Reply Fri 6 May, 2005 01:22 pm
A picture is worth a thousand words

EN ROUTE TO IRAQ -- My bosses at FOX News have sent me on assignment to the "sandbox," as our troops have taken to calling Iraq. There, I will spend time with some of the most impressive young men and women this country has ever produced. These soldiers, sailors, airmen, Marines and Guardsmen never cease to amaze me. Their dedication, enthusiasm and resilience, even in the unforgiving heat and atmosphere of an Iraqi summer, are second to none.

On the day before my departure, The Washington Times carried a front-page photo of an unidentified American soldier cradling a young Iraqi child in his arms. The child was severely wounded by terrorists in Mosul, who used a car bomb to plow through a group of neighborhood children to attack an American patrol. The blast killed two children and injured 15 other Iraqis. Some might say the photo is an example of the horrors of war. It would more accurately be described as portraying the horrors of terrorism.

There is something else striking about this photo. The soldier portrayed, though donned with the accoutrements of battle, is cradling the child in his arms with love and care, affection and tenderness. He has wrapped the young Iraqi child in a blanket to keep her warm; to give her comfort; to protect her dignity. The soldier is holding the child close to him, with his head nestled in close to her small body. It looks as though the soldier is either weeping or praying over her. In fact, it's likely he's doing both. You get the sense from the emotion displayed in the photo that, when not just a soldier, this man is a father, the kind of dad that probably takes the whole Little League team out for ice cream after a game.

The love and respect this stranger in an American uniform shows for the wounded Iraqi child is evident. It is yet another example of the many profound acts of kindness, charity and bravery that have been displayed throughout the war by young Americans in uniform. We've heard the stories or seen the photos of a Marine sharing his last drop of water with a thirsty Iraqi child. The Internet -- unlike many of our major newspapers -- is abuzz with pictures of American warriors sharing laughs with Iraqi youth and weeping over the shattered victims of terrorists. I've had the great fortune to witness many of these acts of kindness firsthand.

Unfortunately, if you are a college student or a law school student in America today, you are unlikely to know just how remarkable your peers who serve in the military are. Worse yet, your college administrators deny you the opportunity to decide for yourself whether or not you'd like to join their ranks. The Ivory Tower academic elitists in many of America's most "prestigious" colleges and universities today are waging war against the military and working to keep recruiters off of their campuses.

This week, the U.S. Supreme Court agreed to take up a case in which "elite" universities are suing the Pentagon to keep military recruiters off their campuses so they don't "corrupt" the academic environment. Their beef is a federal statute known as the Solomon Amendment, originally passed in 1994, which provides that federal funding may be withheld from institutions of higher education that refuse military recruiters the same opportunities afforded to recruiters from other companies.
------------------------------------------------------------
_WHAT YOU NEED TO DO_
Carry on the column about the photo of the soldier and the fight over military recruiters on campuses, starting after its last sentence. The records that come next are separate material with no connection to the column above.
------------------------------------------------------------
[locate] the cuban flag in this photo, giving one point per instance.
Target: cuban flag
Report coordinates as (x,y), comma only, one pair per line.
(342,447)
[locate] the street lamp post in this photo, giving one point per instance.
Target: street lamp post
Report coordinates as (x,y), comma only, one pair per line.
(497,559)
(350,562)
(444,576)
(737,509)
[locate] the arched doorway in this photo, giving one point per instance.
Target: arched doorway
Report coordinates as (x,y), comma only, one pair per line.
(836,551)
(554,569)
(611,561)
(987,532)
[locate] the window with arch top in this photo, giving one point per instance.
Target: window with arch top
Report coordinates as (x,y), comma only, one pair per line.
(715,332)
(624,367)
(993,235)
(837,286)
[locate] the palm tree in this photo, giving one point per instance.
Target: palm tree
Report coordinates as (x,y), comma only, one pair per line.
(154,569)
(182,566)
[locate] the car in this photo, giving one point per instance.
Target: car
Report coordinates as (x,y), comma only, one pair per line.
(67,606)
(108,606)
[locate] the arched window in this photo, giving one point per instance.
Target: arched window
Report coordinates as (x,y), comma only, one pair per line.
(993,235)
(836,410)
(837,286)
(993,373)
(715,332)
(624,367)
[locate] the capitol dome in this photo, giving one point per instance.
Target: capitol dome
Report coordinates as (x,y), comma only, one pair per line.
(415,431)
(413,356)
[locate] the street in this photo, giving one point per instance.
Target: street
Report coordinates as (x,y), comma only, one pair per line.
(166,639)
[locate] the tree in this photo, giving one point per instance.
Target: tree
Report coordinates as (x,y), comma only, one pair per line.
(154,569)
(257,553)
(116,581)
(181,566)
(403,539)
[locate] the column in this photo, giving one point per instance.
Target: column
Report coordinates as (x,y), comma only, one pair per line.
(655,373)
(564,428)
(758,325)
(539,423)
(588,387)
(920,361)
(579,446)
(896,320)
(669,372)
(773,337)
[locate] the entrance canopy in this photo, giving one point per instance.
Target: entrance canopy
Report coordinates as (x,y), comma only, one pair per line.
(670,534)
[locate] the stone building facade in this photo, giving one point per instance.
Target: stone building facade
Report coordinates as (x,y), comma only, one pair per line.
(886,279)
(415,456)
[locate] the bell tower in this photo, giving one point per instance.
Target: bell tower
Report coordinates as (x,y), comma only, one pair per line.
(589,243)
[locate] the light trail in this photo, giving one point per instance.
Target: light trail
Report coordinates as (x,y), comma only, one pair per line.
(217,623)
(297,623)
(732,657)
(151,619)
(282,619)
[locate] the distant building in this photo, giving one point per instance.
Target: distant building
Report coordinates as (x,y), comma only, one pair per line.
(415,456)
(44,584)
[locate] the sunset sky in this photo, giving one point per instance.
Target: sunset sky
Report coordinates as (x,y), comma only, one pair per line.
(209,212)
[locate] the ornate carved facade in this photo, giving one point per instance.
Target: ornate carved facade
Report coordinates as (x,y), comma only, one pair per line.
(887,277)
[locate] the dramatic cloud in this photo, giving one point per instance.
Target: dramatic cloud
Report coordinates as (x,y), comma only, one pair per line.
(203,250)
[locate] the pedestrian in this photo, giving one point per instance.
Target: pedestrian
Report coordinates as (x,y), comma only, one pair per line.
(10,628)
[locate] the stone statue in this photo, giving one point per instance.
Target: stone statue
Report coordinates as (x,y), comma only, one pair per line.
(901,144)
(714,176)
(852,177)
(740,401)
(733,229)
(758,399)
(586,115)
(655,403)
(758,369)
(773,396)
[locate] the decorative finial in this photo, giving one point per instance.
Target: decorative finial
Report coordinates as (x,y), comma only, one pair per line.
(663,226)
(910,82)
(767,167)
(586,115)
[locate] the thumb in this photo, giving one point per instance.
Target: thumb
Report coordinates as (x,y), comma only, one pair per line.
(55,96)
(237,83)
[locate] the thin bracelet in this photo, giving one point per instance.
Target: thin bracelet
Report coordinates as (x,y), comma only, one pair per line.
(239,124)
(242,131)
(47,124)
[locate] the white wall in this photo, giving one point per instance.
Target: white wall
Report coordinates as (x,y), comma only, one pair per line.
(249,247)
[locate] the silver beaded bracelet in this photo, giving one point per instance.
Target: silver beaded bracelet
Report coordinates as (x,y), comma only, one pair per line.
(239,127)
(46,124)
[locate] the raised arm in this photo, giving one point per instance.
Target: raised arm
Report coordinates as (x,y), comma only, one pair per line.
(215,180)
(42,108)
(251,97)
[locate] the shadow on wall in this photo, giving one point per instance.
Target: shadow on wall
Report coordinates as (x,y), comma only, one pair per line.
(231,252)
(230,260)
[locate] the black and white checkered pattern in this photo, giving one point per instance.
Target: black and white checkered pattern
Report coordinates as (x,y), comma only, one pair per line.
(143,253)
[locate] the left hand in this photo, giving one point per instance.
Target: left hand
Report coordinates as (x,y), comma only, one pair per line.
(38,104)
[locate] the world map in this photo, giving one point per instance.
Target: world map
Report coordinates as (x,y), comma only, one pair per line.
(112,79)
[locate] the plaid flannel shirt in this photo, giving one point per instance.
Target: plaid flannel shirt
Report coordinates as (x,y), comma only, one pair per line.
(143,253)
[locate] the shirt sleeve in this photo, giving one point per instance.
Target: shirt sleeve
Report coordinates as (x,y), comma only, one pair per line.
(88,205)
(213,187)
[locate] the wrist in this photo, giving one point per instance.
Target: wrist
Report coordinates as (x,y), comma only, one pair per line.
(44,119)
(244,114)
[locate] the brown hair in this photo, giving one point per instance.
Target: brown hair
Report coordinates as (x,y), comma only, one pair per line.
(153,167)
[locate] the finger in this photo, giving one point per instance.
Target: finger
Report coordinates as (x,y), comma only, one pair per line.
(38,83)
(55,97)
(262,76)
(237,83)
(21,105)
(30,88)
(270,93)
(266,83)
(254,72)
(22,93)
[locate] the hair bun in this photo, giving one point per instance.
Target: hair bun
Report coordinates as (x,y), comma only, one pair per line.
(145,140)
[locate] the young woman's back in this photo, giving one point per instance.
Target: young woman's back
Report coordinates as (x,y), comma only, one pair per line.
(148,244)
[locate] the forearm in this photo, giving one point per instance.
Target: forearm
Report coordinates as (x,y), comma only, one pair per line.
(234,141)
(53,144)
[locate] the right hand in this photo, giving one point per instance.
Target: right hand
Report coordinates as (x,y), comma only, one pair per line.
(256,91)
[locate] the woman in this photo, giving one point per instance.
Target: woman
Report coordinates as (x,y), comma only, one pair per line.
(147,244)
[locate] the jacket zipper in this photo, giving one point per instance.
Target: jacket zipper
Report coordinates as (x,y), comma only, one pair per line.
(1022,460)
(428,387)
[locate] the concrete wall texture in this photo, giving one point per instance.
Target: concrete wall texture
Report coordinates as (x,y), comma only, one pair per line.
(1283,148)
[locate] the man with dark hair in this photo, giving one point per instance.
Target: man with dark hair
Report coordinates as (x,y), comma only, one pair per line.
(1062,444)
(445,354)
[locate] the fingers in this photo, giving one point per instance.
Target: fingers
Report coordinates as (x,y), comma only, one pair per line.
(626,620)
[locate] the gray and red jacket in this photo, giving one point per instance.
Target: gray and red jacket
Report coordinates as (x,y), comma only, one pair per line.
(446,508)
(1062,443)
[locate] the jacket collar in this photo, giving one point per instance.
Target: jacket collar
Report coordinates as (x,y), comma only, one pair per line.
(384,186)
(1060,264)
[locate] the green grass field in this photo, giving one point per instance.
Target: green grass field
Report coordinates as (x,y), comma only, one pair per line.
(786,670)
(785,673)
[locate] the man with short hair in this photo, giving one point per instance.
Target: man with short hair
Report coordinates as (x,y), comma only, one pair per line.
------------------------------------------------------------
_WRITTEN ANSWER_
Thirty law schools have joined under the banner of the Forum for Academic and Institutional Rights, claiming that they are being forced by the Solomon Amendment to "actively support military recruiters" who engage in "discriminatory hiring practices." The target of their protest, they claim, is the Clinton administration's "Don't Ask, Don't Tell" policy toward open homosexual service in the military.

In fact, colleges and universities have been trying to keep military recruiters and ROTC programs off campus for decades. Harvard, the school leading the charge against the Solomon Amendment, banished ROTC in 1969, forcing cadets to walk across town to the Massachusetts Institute of Technology for the past 36 years. Yale, Stanford, Columbia and Brown are among many other institutions that have shunned ROTC for decades.

Today's military relies on educated individuals joining the ranks as surgeons, JAG lawyers, chaplains and engineers. These vital roles could more easily and efficiently be filled but for the bitter opposition on campuses by elitist professors, students and administrators.

Ironically, their freedom to protest is defended by the very people they are protesting. And, in so doing, they are spreading ill will toward people like Mark Bieger. Mark Bieger is a father of three, and according to his wife, Amy, "is very compassionate and has a huge heart." Bieger is also a graduate of West Point, a major in the United States Army and, it was revealed a few days later, the soldier shown in the photograph described above.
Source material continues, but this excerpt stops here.